------ TEXT EXCERPT

Artist, musician, theorist, novelist and film director, Pavel Pepperstein was born in 1966 in Moscow, where he continues to live and work. He studied at the Academy of Fine Arts in Prague from 1985–87, and shortly after co-founded the artist collective Inspection Medical Hermeneutics. Using watercolour, acrylic, ink and pencil, Pepperstein’s narrative works depict fictional and historical characters trapped in dystopian scenarios. Combining politics with science fiction and psychedelia, he builds colourful universes which are very much informed by Suprematism, Constructivism and Moscow Conceptualism.

------------
------ DATASET EXTRACT

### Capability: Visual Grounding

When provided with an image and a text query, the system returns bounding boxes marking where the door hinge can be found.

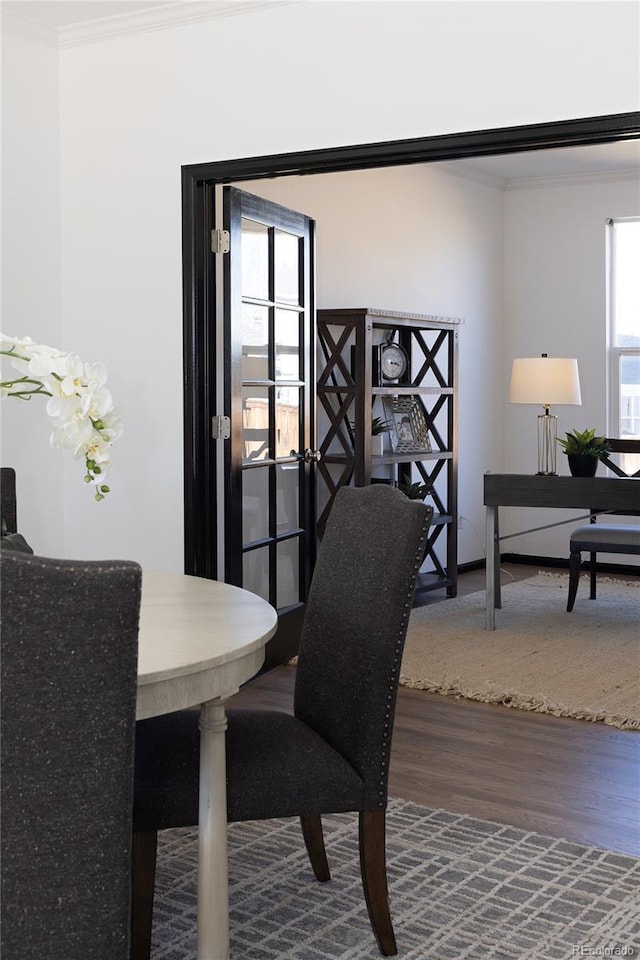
[211,417,231,440]
[211,230,230,253]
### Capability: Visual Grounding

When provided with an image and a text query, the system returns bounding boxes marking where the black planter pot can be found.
[567,453,599,477]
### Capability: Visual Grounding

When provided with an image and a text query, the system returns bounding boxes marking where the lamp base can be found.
[536,408,558,477]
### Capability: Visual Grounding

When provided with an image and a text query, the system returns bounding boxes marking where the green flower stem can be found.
[0,376,52,400]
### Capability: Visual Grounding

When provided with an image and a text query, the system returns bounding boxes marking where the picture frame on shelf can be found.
[382,396,431,453]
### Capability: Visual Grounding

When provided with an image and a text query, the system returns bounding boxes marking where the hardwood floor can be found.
[229,564,640,857]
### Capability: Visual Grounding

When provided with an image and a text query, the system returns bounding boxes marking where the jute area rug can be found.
[152,800,640,960]
[400,573,640,730]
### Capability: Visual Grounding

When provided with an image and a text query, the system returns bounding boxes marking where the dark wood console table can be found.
[484,473,640,630]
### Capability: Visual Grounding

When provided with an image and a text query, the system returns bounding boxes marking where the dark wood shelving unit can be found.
[318,308,462,597]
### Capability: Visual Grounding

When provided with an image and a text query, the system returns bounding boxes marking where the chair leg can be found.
[360,810,398,957]
[589,553,596,600]
[300,813,331,883]
[131,830,158,960]
[567,550,581,613]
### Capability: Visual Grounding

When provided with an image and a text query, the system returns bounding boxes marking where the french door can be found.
[219,187,318,658]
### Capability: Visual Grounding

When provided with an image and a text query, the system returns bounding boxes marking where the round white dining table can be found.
[136,570,277,960]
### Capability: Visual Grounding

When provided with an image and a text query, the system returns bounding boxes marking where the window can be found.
[607,217,640,440]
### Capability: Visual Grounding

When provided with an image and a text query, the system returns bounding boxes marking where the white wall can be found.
[502,178,640,562]
[237,164,504,563]
[1,0,640,569]
[1,34,63,556]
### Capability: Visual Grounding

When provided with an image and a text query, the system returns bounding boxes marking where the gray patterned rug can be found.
[152,800,640,960]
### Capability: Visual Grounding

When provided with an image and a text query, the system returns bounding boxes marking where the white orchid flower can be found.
[0,334,122,500]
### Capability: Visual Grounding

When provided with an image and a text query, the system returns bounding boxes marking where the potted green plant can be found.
[558,427,610,477]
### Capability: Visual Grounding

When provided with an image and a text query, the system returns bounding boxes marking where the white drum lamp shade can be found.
[509,353,582,476]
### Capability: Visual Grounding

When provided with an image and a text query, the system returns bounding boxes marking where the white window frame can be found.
[607,217,640,438]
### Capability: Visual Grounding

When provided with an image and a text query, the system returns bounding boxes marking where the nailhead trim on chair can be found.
[378,508,433,808]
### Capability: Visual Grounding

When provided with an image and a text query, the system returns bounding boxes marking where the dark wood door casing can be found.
[182,111,640,578]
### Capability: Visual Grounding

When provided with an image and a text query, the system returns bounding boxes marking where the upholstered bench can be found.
[567,523,640,613]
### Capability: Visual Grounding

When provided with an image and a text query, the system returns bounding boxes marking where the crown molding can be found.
[505,167,640,190]
[0,9,59,48]
[58,0,301,47]
[1,0,305,48]
[432,160,509,190]
[433,160,640,191]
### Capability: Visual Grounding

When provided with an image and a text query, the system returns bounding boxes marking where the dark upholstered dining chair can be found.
[567,438,640,613]
[0,551,141,960]
[133,484,433,960]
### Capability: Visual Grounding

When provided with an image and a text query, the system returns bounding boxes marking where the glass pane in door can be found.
[242,547,269,600]
[275,387,300,459]
[242,303,269,380]
[242,386,269,461]
[275,309,300,380]
[273,230,300,303]
[242,466,273,544]
[241,217,269,300]
[277,537,300,607]
[275,463,300,534]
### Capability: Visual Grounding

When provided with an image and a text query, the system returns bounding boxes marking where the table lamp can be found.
[509,353,582,477]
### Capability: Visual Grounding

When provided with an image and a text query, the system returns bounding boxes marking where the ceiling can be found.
[2,0,189,29]
[0,0,640,183]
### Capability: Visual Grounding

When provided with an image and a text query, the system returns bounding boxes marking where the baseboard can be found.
[500,553,640,577]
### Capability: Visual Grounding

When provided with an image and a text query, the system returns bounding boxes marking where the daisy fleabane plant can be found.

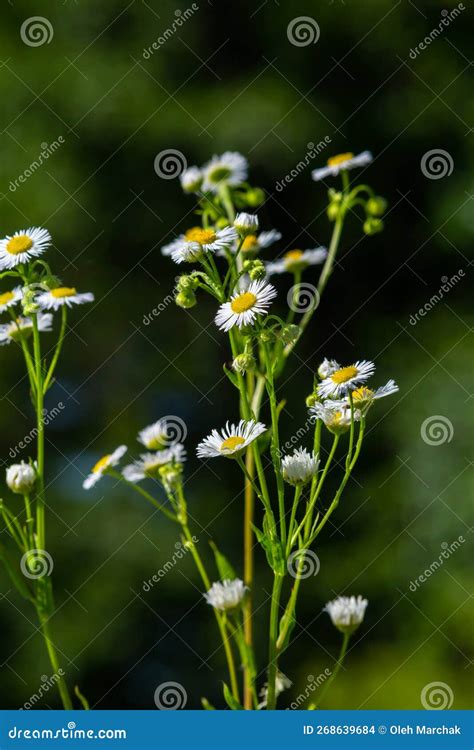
[0,227,94,709]
[92,145,398,710]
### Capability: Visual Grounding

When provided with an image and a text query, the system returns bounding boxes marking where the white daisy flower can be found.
[202,151,248,193]
[281,448,319,487]
[309,401,361,435]
[318,359,375,398]
[35,286,94,310]
[311,151,374,182]
[122,443,186,483]
[0,313,53,346]
[324,595,369,633]
[179,167,203,193]
[0,286,23,313]
[196,419,267,458]
[234,212,258,235]
[82,445,127,490]
[266,247,328,276]
[215,279,277,331]
[161,227,239,263]
[204,578,247,612]
[0,227,51,270]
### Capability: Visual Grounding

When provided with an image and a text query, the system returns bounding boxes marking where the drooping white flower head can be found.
[0,286,23,313]
[196,419,267,458]
[311,151,374,182]
[35,286,94,310]
[318,359,375,398]
[122,443,186,484]
[204,578,247,612]
[215,279,277,331]
[161,227,239,263]
[82,445,127,490]
[179,167,203,193]
[202,151,248,193]
[234,212,258,235]
[281,448,319,487]
[0,313,53,346]
[324,595,369,633]
[266,247,328,276]
[6,461,36,495]
[0,227,51,270]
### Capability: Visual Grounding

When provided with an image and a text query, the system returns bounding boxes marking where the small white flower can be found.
[179,167,202,193]
[266,247,328,276]
[0,227,51,269]
[0,313,53,346]
[161,227,239,263]
[234,213,258,235]
[196,419,267,458]
[318,359,375,398]
[281,448,319,487]
[0,286,23,313]
[6,461,36,495]
[311,151,374,182]
[35,286,94,310]
[202,151,248,193]
[122,443,186,484]
[215,279,277,331]
[309,400,361,435]
[324,595,369,633]
[82,445,127,490]
[204,578,247,612]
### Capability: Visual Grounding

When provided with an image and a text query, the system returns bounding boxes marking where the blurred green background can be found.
[0,0,474,709]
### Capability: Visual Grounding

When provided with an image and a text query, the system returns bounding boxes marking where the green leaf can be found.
[209,542,237,581]
[224,682,244,711]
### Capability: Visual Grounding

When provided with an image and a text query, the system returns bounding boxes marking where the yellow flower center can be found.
[221,435,245,452]
[240,234,258,253]
[7,234,33,255]
[328,151,354,167]
[92,453,111,474]
[230,292,257,313]
[352,385,374,401]
[184,227,216,245]
[0,292,15,305]
[51,286,76,299]
[331,365,359,384]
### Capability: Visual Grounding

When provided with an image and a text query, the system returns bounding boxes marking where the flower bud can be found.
[363,218,383,235]
[174,290,197,310]
[365,195,387,216]
[6,461,36,495]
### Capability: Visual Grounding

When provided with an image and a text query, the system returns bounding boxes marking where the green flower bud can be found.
[365,195,387,216]
[174,290,197,310]
[363,218,383,235]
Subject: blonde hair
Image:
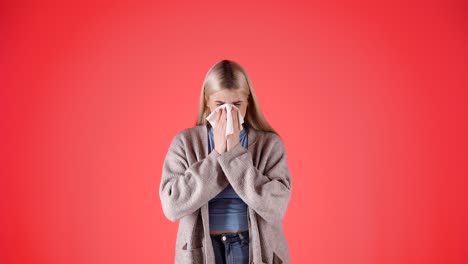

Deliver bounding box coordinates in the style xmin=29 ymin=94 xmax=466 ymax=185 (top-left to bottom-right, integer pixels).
xmin=196 ymin=60 xmax=279 ymax=136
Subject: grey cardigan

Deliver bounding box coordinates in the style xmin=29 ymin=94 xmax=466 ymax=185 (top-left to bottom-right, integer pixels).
xmin=159 ymin=125 xmax=292 ymax=264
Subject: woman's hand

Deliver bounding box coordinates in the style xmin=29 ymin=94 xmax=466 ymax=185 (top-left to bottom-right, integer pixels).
xmin=213 ymin=109 xmax=227 ymax=154
xmin=227 ymin=107 xmax=240 ymax=151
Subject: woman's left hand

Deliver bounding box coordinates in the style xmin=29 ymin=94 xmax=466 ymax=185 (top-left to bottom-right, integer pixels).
xmin=227 ymin=107 xmax=240 ymax=151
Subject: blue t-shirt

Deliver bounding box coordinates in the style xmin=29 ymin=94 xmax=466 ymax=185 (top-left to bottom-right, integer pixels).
xmin=207 ymin=123 xmax=249 ymax=231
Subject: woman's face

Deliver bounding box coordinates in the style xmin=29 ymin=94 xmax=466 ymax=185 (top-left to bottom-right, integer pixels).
xmin=206 ymin=89 xmax=248 ymax=118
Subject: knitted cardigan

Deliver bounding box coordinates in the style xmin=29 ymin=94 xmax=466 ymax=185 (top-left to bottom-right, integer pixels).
xmin=159 ymin=125 xmax=292 ymax=264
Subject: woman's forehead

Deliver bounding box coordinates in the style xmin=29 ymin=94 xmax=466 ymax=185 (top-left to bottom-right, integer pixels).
xmin=210 ymin=89 xmax=245 ymax=101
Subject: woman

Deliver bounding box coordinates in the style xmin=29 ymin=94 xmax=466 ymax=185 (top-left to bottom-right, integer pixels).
xmin=159 ymin=60 xmax=292 ymax=264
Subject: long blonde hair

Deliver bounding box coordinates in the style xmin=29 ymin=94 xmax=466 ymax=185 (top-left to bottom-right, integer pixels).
xmin=195 ymin=60 xmax=279 ymax=136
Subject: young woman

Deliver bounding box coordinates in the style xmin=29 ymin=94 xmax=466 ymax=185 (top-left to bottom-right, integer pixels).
xmin=159 ymin=60 xmax=292 ymax=264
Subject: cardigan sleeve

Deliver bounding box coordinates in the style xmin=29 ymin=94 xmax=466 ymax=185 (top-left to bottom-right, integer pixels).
xmin=159 ymin=133 xmax=229 ymax=222
xmin=217 ymin=135 xmax=292 ymax=222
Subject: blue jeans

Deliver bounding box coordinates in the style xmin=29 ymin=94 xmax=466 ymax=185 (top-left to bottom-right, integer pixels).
xmin=210 ymin=230 xmax=250 ymax=264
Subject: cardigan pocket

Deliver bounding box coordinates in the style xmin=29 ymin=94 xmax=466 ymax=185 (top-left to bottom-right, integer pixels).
xmin=273 ymin=251 xmax=284 ymax=264
xmin=179 ymin=244 xmax=204 ymax=264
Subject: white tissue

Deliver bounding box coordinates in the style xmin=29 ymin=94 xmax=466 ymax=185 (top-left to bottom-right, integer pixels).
xmin=206 ymin=104 xmax=244 ymax=138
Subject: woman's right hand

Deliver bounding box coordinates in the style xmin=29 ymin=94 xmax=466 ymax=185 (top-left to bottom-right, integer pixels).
xmin=213 ymin=108 xmax=227 ymax=154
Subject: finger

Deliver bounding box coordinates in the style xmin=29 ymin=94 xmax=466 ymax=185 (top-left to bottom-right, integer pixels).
xmin=216 ymin=109 xmax=222 ymax=122
xmin=232 ymin=109 xmax=240 ymax=130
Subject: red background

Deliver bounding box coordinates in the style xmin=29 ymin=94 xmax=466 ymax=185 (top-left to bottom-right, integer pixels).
xmin=0 ymin=1 xmax=468 ymax=264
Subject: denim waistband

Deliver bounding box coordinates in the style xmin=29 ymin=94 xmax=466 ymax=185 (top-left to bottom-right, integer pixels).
xmin=210 ymin=230 xmax=249 ymax=242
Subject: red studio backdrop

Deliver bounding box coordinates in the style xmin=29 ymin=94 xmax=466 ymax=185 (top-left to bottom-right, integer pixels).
xmin=0 ymin=0 xmax=468 ymax=264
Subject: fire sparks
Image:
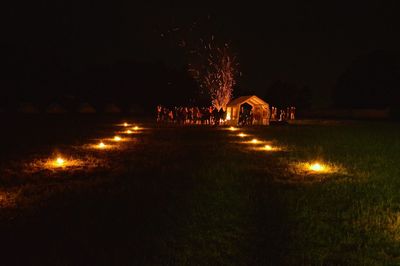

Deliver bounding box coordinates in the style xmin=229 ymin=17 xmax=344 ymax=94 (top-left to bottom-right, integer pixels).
xmin=189 ymin=38 xmax=239 ymax=110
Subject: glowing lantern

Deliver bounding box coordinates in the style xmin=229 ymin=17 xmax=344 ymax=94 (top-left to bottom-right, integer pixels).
xmin=97 ymin=142 xmax=106 ymax=149
xmin=309 ymin=163 xmax=325 ymax=172
xmin=54 ymin=157 xmax=65 ymax=167
xmin=226 ymin=112 xmax=231 ymax=121
xmin=264 ymin=145 xmax=272 ymax=151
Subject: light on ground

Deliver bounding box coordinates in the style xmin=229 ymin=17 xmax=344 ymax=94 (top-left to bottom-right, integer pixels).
xmin=264 ymin=145 xmax=272 ymax=151
xmin=309 ymin=163 xmax=325 ymax=172
xmin=54 ymin=157 xmax=65 ymax=167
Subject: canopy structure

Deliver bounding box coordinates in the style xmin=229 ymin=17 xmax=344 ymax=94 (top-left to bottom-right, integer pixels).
xmin=226 ymin=95 xmax=270 ymax=126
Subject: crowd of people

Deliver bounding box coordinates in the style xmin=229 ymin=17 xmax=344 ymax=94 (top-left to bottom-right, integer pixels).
xmin=157 ymin=105 xmax=226 ymax=125
xmin=270 ymin=106 xmax=296 ymax=121
xmin=156 ymin=105 xmax=296 ymax=126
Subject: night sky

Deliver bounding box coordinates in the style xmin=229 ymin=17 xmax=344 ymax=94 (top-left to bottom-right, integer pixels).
xmin=1 ymin=1 xmax=400 ymax=106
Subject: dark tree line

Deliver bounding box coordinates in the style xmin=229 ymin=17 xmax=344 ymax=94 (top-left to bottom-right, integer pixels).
xmin=264 ymin=80 xmax=312 ymax=109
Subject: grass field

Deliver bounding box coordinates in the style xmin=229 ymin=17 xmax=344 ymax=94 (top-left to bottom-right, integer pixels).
xmin=0 ymin=117 xmax=400 ymax=265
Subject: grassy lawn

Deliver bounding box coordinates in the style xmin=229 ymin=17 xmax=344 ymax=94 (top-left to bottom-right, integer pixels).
xmin=0 ymin=119 xmax=400 ymax=265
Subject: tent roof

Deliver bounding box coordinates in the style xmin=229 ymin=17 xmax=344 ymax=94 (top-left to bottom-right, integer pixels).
xmin=227 ymin=95 xmax=268 ymax=107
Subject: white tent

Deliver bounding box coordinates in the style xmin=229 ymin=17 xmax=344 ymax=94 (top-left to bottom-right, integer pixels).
xmin=226 ymin=95 xmax=270 ymax=126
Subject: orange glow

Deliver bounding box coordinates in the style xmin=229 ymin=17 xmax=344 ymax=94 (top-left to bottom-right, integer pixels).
xmin=309 ymin=163 xmax=325 ymax=172
xmin=54 ymin=157 xmax=65 ymax=167
xmin=97 ymin=142 xmax=106 ymax=149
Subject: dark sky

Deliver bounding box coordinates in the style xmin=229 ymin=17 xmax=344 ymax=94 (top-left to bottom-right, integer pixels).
xmin=2 ymin=1 xmax=400 ymax=107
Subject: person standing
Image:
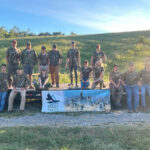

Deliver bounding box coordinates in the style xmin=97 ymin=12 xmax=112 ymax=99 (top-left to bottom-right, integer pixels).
xmin=122 ymin=62 xmax=140 ymax=113
xmin=92 ymin=61 xmax=104 ymax=89
xmin=8 ymin=66 xmax=30 ymax=112
xmin=21 ymin=42 xmax=37 ymax=89
xmin=65 ymin=41 xmax=81 ymax=87
xmin=91 ymin=44 xmax=107 ymax=67
xmin=38 ymin=46 xmax=48 ymax=73
xmin=109 ymin=64 xmax=123 ymax=107
xmin=48 ymin=44 xmax=62 ymax=88
xmin=80 ymin=60 xmax=92 ymax=89
xmin=140 ymin=63 xmax=150 ymax=111
xmin=0 ymin=64 xmax=11 ymax=112
xmin=6 ymin=40 xmax=20 ymax=76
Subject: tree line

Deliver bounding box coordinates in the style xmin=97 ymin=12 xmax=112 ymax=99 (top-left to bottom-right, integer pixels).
xmin=0 ymin=26 xmax=75 ymax=38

------------

▶ WHAT THIS EXERCISE ASKS
a) According to the text on Pavel Pepperstein, which artist collective did he co-found?
b) Continue the text on Pavel Pepperstein from its last sentence.

▶ TASK-BY-TASK ANSWERS
a) Inspection Medical Hermeneutics

b)
Inspection Medical Hermeneutics was active between 1987 and 2001. The collective explored and interpreted meanings in Western and Soviet cultures at a time when the glasnost propaganda proposed some sort of openness. Politics remain at the core of Pepperstein’s creative process and he engages in his writings with the changes in Russian art since the end of USSR. A prolific maker of myths, he proposes alternative systems to our society, drawing maps of imaginary countries that exist in parallel dimensions – as Andrei Platonov described a fairy-tale Soviet Union in his unfinished novel 'Happy Moscow', censored by Stalin in the mid-1930s and illustrated by Pepperstein in 2017.
Pavel Pepperstein was awarded the Kandinsky Prize in 2014. His works belong to numerous public collections, including the Centre Pompidou, Paris; the Kunstmuseum Basel; the Kupferstichkabinett, Berlin; and the Israel Museum, Jerusalem, amongst others. Recent solo exhibitions of his works include the Garage Museum of Contemporary Art, Moscow (2019); the Multimedia Art Museum, Moscow (2018); Kunsthaus Zug (2017); the Russian Academy of Arts, St Petersburg (2016); and the Musée d’Art Moderne et Contemporain Saint-Étienne Métropole (2015).